■ Records for processing ■
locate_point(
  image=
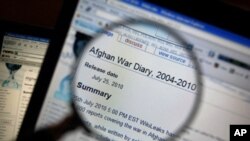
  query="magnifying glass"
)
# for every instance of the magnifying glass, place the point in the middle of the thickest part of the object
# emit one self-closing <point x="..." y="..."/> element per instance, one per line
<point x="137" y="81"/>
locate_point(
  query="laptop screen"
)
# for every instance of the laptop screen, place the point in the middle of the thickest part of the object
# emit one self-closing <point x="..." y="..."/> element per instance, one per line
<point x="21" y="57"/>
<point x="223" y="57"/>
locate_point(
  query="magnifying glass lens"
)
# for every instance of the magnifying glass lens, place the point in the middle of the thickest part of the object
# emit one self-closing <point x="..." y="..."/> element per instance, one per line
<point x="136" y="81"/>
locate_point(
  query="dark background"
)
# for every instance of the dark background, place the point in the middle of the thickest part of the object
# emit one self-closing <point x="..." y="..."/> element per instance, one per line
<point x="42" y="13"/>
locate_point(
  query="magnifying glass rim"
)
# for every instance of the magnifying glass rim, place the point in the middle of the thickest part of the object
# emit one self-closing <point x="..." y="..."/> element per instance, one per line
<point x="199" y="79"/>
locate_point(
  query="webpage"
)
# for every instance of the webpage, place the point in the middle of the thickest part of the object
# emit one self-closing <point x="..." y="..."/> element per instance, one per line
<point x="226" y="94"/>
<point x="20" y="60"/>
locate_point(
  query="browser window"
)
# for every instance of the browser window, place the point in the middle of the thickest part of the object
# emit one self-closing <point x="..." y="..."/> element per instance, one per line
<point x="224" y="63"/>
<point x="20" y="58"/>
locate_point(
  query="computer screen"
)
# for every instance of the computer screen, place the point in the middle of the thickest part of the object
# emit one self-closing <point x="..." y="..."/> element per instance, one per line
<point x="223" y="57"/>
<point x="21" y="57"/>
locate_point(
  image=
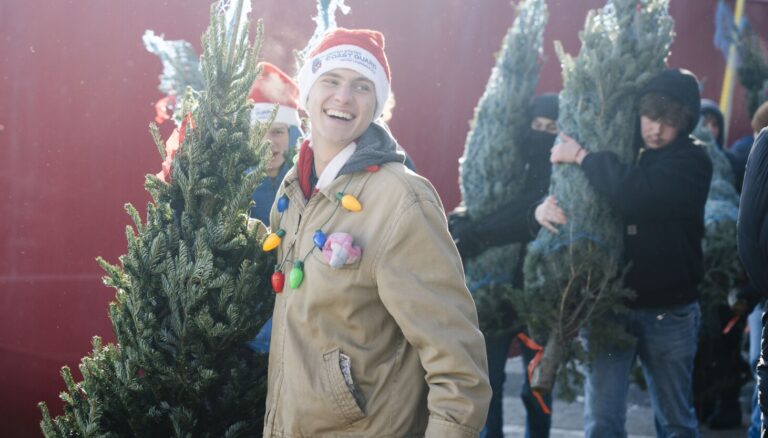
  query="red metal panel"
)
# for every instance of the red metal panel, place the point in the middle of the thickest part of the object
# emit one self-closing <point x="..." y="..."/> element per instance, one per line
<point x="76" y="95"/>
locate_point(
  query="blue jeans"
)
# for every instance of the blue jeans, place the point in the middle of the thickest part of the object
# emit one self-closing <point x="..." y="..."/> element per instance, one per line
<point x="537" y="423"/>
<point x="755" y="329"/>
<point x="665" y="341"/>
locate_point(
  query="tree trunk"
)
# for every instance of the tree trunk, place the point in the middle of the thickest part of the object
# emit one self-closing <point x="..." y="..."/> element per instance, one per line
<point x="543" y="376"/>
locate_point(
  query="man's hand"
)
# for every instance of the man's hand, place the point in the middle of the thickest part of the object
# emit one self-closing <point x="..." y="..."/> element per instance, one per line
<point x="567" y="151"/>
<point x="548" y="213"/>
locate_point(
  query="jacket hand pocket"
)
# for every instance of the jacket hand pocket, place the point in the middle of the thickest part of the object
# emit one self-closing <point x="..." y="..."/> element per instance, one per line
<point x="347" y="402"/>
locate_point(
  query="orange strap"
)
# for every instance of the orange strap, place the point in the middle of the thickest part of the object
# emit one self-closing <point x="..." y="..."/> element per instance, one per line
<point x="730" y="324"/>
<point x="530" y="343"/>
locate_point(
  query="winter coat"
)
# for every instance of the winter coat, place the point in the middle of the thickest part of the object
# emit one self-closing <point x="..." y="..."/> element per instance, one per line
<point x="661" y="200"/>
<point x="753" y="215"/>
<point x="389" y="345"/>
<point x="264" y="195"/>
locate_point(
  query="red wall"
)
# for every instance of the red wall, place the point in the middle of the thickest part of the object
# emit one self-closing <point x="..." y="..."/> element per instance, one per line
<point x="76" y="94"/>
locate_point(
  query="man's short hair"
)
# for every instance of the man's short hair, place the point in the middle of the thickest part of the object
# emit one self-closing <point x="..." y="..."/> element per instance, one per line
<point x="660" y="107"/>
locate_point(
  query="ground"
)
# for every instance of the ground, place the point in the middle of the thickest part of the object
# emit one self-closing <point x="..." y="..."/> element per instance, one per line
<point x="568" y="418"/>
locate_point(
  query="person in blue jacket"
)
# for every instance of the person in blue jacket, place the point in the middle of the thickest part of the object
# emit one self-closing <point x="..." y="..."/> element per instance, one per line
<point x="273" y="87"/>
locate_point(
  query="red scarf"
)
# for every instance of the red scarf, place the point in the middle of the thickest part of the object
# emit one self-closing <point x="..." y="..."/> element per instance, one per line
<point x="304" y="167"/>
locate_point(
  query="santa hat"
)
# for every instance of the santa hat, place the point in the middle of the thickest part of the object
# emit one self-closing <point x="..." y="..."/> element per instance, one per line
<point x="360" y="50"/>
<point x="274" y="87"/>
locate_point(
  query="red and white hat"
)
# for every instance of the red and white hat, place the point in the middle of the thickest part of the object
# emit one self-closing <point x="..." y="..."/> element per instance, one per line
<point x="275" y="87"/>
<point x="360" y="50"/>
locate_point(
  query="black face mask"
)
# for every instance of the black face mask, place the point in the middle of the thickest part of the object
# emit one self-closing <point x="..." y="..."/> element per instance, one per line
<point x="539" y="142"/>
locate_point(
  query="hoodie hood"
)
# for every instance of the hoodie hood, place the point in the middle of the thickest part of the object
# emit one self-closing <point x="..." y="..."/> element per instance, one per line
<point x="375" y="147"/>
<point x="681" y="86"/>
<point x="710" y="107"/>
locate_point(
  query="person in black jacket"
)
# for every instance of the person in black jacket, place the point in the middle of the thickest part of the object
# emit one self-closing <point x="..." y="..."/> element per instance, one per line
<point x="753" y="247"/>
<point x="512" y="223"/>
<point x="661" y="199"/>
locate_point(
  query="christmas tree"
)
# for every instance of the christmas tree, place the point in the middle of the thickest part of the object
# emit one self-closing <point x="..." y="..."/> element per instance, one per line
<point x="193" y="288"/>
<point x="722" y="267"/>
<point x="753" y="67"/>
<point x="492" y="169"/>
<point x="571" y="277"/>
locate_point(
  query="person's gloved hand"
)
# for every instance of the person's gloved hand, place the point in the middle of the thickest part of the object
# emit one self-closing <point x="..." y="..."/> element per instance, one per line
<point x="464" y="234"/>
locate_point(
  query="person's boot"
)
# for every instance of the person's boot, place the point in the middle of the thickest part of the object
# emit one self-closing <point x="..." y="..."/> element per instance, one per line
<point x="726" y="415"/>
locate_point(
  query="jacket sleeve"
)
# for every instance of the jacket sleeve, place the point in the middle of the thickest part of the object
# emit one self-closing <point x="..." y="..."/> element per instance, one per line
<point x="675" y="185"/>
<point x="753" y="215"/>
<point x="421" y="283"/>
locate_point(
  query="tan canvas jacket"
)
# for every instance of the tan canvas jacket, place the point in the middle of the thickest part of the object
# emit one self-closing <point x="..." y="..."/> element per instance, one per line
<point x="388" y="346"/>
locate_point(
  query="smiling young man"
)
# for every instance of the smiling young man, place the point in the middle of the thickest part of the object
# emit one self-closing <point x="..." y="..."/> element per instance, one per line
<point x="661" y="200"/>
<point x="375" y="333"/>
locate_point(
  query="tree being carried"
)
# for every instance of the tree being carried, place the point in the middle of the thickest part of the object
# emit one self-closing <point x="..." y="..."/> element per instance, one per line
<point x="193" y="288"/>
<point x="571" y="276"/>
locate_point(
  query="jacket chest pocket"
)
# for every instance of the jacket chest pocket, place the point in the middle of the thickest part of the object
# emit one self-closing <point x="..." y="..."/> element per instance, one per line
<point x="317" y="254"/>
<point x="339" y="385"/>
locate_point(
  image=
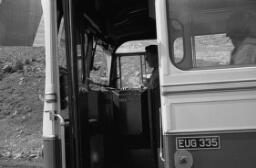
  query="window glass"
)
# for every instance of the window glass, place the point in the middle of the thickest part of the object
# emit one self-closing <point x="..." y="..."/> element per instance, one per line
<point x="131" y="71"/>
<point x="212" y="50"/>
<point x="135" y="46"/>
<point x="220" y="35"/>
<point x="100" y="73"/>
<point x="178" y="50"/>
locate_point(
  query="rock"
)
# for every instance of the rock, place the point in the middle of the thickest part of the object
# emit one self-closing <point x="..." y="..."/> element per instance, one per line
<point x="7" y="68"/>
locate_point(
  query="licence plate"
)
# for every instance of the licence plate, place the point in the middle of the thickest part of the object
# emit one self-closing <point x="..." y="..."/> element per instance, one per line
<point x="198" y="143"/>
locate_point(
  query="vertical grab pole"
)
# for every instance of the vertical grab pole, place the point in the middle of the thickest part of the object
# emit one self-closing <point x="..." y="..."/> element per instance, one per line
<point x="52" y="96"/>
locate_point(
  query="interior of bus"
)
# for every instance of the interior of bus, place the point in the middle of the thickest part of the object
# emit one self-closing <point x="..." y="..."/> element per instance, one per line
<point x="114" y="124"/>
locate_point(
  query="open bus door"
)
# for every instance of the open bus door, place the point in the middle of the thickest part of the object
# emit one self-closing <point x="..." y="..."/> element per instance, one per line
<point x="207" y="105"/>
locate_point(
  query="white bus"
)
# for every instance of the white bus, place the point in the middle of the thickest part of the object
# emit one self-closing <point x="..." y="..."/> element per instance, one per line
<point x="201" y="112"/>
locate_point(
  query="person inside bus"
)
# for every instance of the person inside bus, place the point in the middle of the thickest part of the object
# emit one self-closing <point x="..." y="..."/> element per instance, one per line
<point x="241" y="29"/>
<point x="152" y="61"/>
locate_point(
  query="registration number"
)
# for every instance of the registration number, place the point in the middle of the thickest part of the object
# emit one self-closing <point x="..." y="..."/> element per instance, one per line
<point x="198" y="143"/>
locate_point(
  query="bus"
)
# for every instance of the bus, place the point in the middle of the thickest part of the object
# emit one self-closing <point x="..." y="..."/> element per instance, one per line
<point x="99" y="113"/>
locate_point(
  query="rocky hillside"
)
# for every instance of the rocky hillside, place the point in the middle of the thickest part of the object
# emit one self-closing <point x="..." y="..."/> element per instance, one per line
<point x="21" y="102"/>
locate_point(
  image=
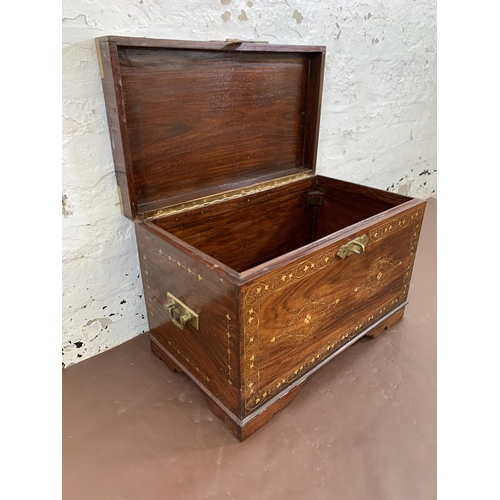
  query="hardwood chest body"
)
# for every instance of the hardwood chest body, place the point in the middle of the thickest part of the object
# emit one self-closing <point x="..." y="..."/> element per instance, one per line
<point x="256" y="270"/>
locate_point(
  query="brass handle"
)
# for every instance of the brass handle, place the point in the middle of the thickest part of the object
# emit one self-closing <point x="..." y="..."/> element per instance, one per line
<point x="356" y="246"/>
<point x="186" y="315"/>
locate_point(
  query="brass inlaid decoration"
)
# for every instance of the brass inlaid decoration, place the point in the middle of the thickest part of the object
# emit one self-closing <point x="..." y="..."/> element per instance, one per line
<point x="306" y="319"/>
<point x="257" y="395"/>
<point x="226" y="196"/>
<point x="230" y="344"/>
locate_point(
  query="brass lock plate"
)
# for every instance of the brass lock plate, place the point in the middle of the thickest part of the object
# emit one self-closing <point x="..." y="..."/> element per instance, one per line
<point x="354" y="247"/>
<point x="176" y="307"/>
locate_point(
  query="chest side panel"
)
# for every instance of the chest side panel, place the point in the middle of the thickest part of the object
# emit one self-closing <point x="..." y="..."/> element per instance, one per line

■ About this exercise ■
Reproduce exactly the section above that begins at the line containing "# for every instance of the black" and ends at the line containing "# for every instance of the hoodie", leaving out all other lines.

■ Exercise solution ■
# for every instance of the black face mask, place the point in the middle of the thickest part of the object
# emit one self-closing <point x="..." y="..."/> element per instance, one per line
<point x="539" y="142"/>
locate_point(
  query="hoodie hood"
)
# for every instance of the hoodie hood, place the point in the middle of the thickest part of the object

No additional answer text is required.